> [Excerpt provided]:
◇ ◇ ◇ ◇ ◇ ◇ ◇

Adversity was Columbus having to battle to get into the Stanley Cup Playoffs in the final two weeks of the season after they kept Panarin and Bobrovsky and then went all-in before the 2019 NHL Trade Deadline, general manager Jarmo Kekalainen putting the pressure on the Blue Jackets to make good on those gifts. They went 7-1-0 in their last eight games and clinched a playoff berth April 5, the penultimate day of the regular season.
Adversity for Foligno was having to leave the Blue Jackets twice in the regular season to be with his ailing children, 5-year-old daughter Milana who needed open heart surgery Dec. 31 and 1-year-old son Hudson who was hospitalized March 11 because of pneumonia and four days later had a collapsed lung.
"What we go through isn't pressure," Blue Jackets defenseman Zach Werenski said earlier in the series. "What he went through as a family, that's pressure. What he went through is some serious stuff."
But in hockey parlance, with a dressing room full of perspective, the Blue Jackets are in a serious situation now, their promising season on the brink of ending, the need to win their first literal must-win game of the season to push the series back to Boston for Game 7 on Wednesday.
Columbus coach John Tortorella predicted it will happen after Game 5, saying, "We'll be back here for Game 7."

◇ ◇ ◇ ◇ ◇ ◇ ◇

> [Recorded data]:
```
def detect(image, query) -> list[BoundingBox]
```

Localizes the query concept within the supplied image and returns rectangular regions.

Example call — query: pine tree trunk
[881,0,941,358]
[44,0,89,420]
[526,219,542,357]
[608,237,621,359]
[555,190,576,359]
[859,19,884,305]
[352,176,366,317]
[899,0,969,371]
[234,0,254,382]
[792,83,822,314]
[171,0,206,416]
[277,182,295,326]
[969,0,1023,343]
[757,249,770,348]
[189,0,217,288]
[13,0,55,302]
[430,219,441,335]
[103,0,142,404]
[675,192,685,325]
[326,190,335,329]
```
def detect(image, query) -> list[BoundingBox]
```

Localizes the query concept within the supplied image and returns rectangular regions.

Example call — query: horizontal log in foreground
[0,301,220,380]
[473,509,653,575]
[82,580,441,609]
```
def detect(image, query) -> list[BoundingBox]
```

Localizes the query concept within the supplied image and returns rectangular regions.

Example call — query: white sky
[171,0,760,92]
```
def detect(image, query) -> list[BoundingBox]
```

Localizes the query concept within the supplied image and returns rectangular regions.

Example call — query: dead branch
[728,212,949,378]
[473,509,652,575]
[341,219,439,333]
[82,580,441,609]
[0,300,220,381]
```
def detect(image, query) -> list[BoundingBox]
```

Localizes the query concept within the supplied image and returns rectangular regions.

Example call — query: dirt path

◇ ◇ ◇ ◇ ◇ ◇ ◇

> [Exercise set]:
(1) Do these statements agree with the Blue Jackets passage? For each, answer yes or no and quote the words from the passage that decide it.
(a) Columbus clinched its playoff berth on the final day of the regular season.
(b) Foligno's daughter Milana needed open heart surgery.
(c) After Game 5, Tortorella predicted the series would go to a Game 7.
(2) Write what comes next in the Blue Jackets passage, starting after its final sentence.
The material above comes from a separate source and has no connection to the Blue Jackets passage.

> [Answer list]:
(1)
(a) No: "clinched a playoff berth April 5, the penultimate day of the regular season."
(b) Yes: "5-year-old daughter Milana who needed open heart surgery Dec. 31"
(c) Yes: "We'll be back here for Game 7."

(2)
Tortorella said the same thing last year after the Blue Jackets lost Game 5 to the Washington Capitals at Capital One Arena. They didn't get back to Washington for Game 7, losing Game 6 at home 6-3.
When Foligno talks about Game 6 against Boston as an opportunity to show the Blue Jackets have grown, he's also referring to what happened last season against the Capitals.
"It's disappointing [to lose Game 5], but you just move past it because you know you have a great opportunity in front of us," Foligno said. "In front of our fans, at home, we should be ready to rock."
The Blue Jackets were trying to show their growth late Saturday, in the immediate aftermath of a loss that could have left them devastated.
They finally solved Bruins goalie Tuukka Rask, scoring three goals in a span of 3:25 midway through the third period. They came back from down 3-1 to tie the game 3-3, only to give up the game-winning goal with 1:28 remaining. They had a shot hit the post with 43 seconds left and one that tickled the goal line but never crossed 28 seconds later.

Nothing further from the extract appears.